Exercise prompt:
Type out every entry again, character for character.

Provided records:
◆ ◆ ◆ ◆

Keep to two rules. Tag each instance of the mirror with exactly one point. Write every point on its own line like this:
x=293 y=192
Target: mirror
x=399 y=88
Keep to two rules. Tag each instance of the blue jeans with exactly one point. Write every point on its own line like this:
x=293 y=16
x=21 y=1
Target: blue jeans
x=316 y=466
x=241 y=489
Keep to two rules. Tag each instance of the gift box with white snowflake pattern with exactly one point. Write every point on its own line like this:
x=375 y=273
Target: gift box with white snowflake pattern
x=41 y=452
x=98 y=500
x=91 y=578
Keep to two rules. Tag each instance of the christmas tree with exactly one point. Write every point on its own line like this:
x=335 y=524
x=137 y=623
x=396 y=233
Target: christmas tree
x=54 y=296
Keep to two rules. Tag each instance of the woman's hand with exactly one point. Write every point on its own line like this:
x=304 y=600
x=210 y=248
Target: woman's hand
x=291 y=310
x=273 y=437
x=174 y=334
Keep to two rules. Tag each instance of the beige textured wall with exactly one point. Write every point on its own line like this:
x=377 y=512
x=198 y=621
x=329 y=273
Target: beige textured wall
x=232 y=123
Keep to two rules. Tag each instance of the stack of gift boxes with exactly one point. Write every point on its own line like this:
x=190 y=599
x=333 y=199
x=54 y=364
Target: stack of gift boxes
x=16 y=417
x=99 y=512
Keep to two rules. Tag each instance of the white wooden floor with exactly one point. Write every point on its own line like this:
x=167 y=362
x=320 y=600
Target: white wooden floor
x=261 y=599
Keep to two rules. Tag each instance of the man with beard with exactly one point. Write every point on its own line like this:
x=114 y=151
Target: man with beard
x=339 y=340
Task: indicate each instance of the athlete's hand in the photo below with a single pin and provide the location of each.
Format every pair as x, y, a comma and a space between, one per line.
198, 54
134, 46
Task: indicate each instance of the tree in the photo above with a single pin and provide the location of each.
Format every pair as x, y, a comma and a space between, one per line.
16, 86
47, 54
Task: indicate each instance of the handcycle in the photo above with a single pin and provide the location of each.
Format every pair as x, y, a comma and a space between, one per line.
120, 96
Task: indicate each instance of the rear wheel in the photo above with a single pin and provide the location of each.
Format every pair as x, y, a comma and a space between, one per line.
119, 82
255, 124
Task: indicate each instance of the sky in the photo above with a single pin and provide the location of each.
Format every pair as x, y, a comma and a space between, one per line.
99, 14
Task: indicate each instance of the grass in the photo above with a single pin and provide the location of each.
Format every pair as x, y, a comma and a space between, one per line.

◆ ◆ ◆ ◆

Solution for this task:
Keep to two rules. Tag each instance of the mirror with exactly one point. Write every point on its own line like this:
x=293 y=192
Target: mirror
x=399 y=88
Keep to two rules. Tag each instance of the blue jeans with exactly one point. Write every point on its own line like this:
x=293 y=16
x=21 y=1
Target: blue jeans
x=316 y=466
x=241 y=489
Keep to two rules. Tag each instance of the gift box with white snowflake pattern with exactly one point. Write every point on its own line like this:
x=375 y=273
Target: gift box with white snowflake pattern
x=41 y=452
x=98 y=500
x=91 y=578
Keep to two rules. Tag each instance of the christmas tree with exactly one point. Write every point on its own line like this:
x=335 y=524
x=137 y=623
x=396 y=233
Target: christmas tree
x=54 y=296
Keep to two rules. Tag each instance of the woman's hand with exactly one point. Write every point on its own line like this:
x=304 y=600
x=210 y=248
Target: woman's hand
x=291 y=310
x=273 y=437
x=174 y=334
Keep to two rules. Tag each instance of the beige textured wall with exactly one point. Write every point on its own line like this:
x=377 y=512
x=198 y=621
x=329 y=273
Target: beige textured wall
x=232 y=123
Keep to two rules. Tag each instance of the stack of gift boxes with exactly one point. Write every point on its own line like this:
x=190 y=599
x=333 y=199
x=54 y=364
Target: stack of gift boxes
x=16 y=417
x=99 y=512
Keep to two rules. Tag each instance of the white wooden floor with exactly one point. Write every point on its own line like this:
x=167 y=362
x=320 y=600
Target: white wooden floor
x=261 y=599
Keep to two rules. Tag each instance of the man with beard with exactly one point. Write every point on its own line like this:
x=114 y=151
Target: man with beard
x=339 y=340
Task: indicate each instance of the athlete's hand in the photo below with a single pin and provide the location of each.
Format every pair as x, y, a comma and a space between, one per line.
198, 54
134, 46
Task: indicate each instance of the tree in the photo above with a single pin and provide the location of each.
Format every pair as x, y, a comma and a space between, one per line.
16, 86
47, 54
Task: indicate each instance of the handcycle in the photo above with a single pin and provide the location of each.
Format every pair as x, y, a comma and a space between, one per line.
120, 96
Task: indicate each instance of the rear wheel in the photo above with a single pin and provide the location of each.
Format every pair as x, y, a comma and a space between, one per line.
119, 82
255, 124
Task: indicate each instance of the sky in the photo above with a single pin and provide the location of each.
Format every pair as x, y, a comma and a space between, one per line.
99, 14
Task: indicate each instance of the grass in the photo above with a single pin and provide the location of each.
Format every pair as x, y, a comma and a space between, one per line.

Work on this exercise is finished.